Excerpted data
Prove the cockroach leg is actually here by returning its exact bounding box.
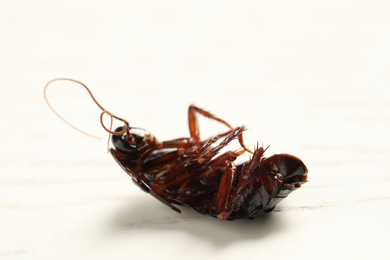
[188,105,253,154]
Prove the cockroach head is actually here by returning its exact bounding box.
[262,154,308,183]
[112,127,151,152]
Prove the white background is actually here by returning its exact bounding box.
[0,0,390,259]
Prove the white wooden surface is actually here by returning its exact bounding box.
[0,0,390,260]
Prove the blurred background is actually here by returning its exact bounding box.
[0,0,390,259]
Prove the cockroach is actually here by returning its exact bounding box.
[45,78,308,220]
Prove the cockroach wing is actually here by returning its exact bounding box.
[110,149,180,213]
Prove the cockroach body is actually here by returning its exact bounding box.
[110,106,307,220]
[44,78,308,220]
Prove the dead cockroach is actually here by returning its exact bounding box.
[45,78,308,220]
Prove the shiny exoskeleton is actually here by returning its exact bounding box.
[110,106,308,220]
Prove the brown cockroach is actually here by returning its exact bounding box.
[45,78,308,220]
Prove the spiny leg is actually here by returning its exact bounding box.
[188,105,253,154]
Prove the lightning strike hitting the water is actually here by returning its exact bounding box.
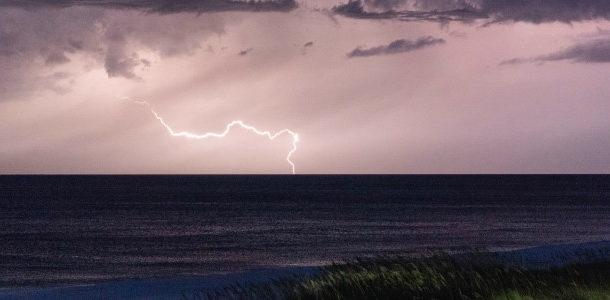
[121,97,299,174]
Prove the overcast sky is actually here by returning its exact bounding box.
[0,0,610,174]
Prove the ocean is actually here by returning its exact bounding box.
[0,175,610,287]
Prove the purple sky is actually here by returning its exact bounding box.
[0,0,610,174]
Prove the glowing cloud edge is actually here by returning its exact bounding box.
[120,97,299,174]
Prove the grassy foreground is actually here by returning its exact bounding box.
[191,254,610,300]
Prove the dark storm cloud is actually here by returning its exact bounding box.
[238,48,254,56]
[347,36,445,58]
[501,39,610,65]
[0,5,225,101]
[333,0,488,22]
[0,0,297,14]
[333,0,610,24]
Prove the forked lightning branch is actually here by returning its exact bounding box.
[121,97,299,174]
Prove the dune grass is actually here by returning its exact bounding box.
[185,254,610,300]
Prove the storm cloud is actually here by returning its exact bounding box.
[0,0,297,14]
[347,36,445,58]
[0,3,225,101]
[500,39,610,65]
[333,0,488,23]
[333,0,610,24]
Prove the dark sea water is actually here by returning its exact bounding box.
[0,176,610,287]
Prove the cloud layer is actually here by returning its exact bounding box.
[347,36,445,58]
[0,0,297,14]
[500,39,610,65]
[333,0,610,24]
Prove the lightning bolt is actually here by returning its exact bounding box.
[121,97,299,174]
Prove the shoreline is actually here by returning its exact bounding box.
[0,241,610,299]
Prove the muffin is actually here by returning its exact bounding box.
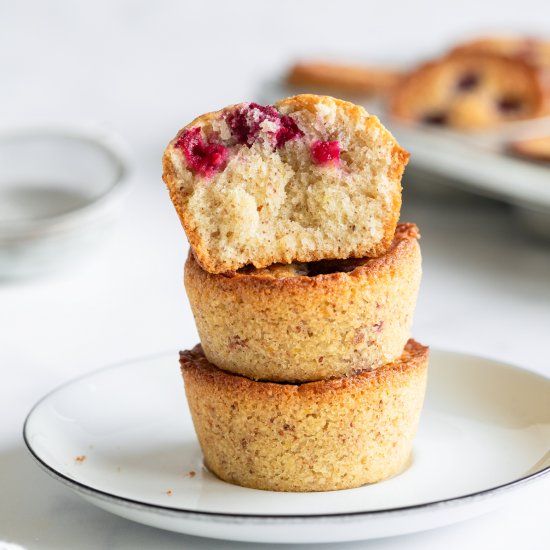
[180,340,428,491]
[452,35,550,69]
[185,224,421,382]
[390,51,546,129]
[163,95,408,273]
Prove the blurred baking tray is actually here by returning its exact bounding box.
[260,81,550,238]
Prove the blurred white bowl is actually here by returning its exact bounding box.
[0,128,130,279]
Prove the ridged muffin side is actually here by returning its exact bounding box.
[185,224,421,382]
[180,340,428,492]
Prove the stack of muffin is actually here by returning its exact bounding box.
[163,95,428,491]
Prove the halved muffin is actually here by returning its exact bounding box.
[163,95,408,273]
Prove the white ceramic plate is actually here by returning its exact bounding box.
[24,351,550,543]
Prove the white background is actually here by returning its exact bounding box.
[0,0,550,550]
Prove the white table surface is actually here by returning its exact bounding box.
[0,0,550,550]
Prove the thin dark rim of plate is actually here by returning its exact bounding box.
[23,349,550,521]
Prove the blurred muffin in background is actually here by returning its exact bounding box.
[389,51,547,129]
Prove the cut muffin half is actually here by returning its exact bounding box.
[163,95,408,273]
...
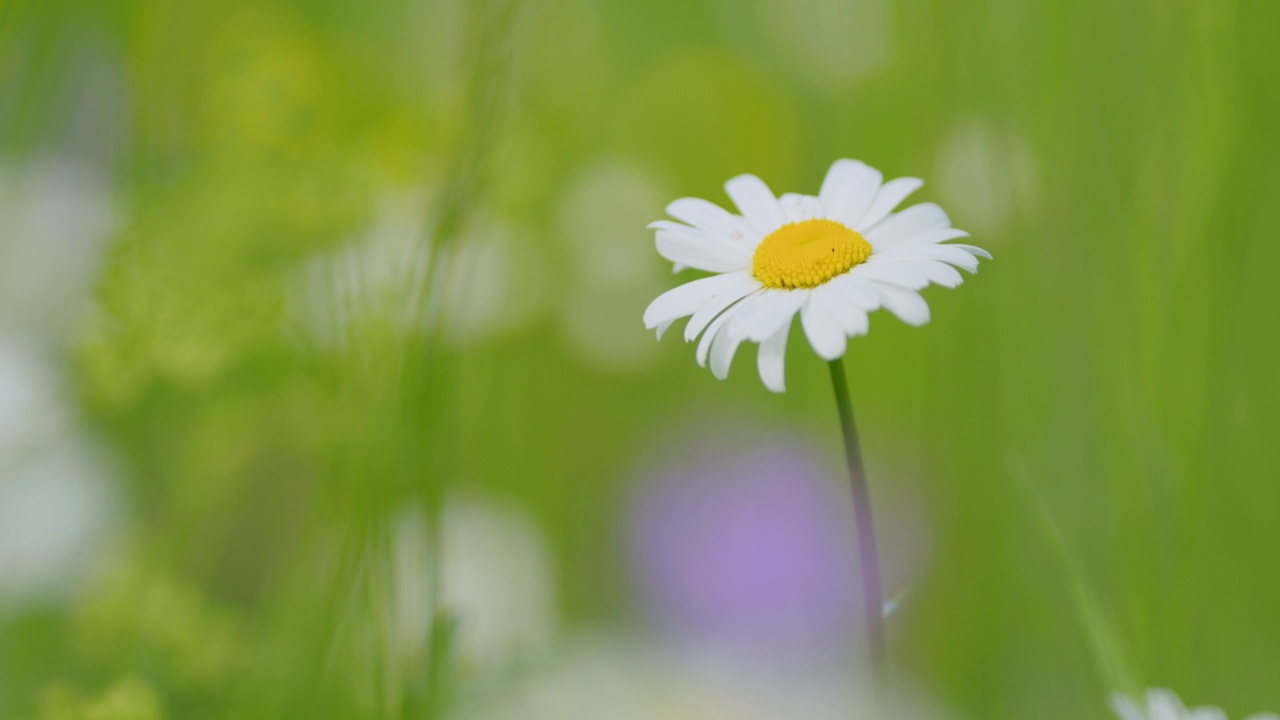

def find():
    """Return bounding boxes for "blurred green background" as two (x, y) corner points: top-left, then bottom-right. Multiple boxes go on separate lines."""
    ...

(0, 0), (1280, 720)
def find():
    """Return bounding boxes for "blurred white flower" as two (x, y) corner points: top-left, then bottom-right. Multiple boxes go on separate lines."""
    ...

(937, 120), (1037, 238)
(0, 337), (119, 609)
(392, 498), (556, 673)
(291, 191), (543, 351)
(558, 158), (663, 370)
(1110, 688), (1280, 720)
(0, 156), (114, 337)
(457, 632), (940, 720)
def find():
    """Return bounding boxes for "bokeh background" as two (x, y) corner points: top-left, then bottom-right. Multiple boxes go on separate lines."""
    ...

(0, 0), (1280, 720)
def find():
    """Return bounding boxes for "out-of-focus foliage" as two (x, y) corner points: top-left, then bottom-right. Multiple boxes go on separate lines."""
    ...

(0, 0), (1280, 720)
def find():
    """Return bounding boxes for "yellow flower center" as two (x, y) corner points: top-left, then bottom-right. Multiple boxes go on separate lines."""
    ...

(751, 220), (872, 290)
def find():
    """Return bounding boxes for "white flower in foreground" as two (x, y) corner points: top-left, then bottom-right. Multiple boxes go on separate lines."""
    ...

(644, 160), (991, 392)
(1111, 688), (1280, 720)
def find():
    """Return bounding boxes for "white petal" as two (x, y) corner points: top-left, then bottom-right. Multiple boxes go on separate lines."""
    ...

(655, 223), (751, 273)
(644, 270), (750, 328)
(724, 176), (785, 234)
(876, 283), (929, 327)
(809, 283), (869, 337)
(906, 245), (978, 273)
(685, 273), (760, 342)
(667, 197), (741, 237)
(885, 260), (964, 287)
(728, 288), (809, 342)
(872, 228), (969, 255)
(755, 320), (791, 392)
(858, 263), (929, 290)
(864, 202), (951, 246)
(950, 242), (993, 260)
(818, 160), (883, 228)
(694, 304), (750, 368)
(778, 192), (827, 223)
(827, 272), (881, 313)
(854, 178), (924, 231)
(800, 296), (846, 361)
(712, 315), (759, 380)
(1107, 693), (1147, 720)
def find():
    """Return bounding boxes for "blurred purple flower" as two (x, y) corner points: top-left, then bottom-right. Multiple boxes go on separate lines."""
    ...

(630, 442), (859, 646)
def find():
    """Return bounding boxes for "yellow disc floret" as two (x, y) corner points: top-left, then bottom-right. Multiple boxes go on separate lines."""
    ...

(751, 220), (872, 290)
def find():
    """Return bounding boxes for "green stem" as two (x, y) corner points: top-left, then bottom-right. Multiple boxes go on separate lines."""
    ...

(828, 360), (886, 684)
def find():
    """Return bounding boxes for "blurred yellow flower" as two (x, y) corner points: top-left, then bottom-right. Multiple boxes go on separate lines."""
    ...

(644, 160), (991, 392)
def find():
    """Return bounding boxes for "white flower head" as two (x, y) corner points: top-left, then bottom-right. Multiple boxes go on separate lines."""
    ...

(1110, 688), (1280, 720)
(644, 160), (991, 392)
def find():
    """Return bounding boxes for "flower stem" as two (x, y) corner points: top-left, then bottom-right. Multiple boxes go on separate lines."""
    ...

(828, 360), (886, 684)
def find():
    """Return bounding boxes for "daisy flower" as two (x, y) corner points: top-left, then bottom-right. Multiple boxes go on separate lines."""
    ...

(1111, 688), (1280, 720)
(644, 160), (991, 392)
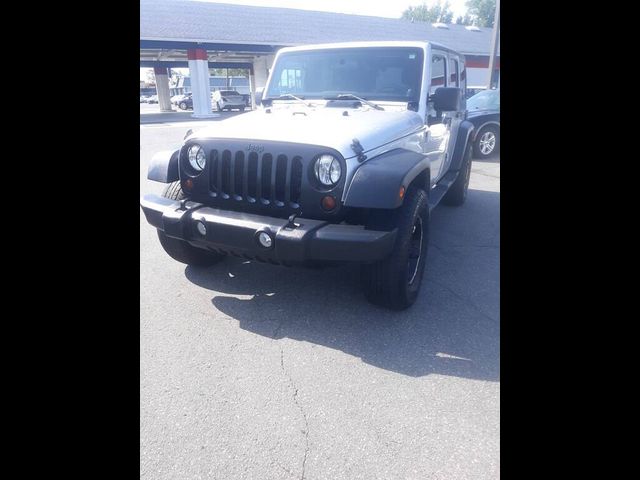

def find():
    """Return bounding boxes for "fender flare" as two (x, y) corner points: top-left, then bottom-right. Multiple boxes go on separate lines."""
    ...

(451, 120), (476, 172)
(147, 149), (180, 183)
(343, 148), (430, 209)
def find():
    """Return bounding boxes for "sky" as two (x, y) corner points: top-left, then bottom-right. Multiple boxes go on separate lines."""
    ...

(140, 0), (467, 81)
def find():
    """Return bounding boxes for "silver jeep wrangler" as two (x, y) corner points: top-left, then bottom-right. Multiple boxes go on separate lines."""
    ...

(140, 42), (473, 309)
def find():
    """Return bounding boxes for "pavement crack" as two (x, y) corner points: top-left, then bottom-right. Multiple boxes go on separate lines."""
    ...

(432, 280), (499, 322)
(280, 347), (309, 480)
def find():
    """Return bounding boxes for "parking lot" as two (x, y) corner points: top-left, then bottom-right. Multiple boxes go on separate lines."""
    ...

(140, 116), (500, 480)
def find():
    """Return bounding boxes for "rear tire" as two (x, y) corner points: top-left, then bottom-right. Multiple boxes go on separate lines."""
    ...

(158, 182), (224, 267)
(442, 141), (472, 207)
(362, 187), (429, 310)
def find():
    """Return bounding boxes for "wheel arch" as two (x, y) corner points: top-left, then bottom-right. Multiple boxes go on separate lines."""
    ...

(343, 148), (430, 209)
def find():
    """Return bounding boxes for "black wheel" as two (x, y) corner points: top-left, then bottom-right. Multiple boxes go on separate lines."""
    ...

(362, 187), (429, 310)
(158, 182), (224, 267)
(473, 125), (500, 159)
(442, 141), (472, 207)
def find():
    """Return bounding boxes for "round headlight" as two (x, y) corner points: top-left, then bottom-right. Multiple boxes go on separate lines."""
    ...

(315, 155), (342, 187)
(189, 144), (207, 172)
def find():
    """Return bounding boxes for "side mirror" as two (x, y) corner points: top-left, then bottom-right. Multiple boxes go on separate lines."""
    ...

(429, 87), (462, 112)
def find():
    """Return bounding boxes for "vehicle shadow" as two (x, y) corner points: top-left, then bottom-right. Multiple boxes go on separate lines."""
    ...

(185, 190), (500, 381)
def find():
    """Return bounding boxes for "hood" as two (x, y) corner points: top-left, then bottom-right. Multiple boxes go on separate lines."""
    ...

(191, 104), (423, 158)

What you are asked to do
Copy out the records starting at the line containing "Prove the cloud" and ending at the line containing "[260,81,550,238]", including both of those lines, with the pictures omitted.

Written response
Prove the cloud layer is actually here by returning its exact bounding box.
[347,36,445,58]
[0,0,297,14]
[500,39,610,65]
[333,0,610,24]
Prove the lightning bolt is actually here by returning its exact bounding box.
[121,97,299,174]
Prove the shoreline is actually here by returning its exact bounding box.
[0,241,610,299]
Prove the muffin is actually here by returning its exact bounding box.
[180,340,428,491]
[452,35,550,69]
[185,224,421,382]
[390,51,546,129]
[163,95,408,273]
Prove the blurred baking tray is actually here by returning its exact bounding box.
[260,81,550,238]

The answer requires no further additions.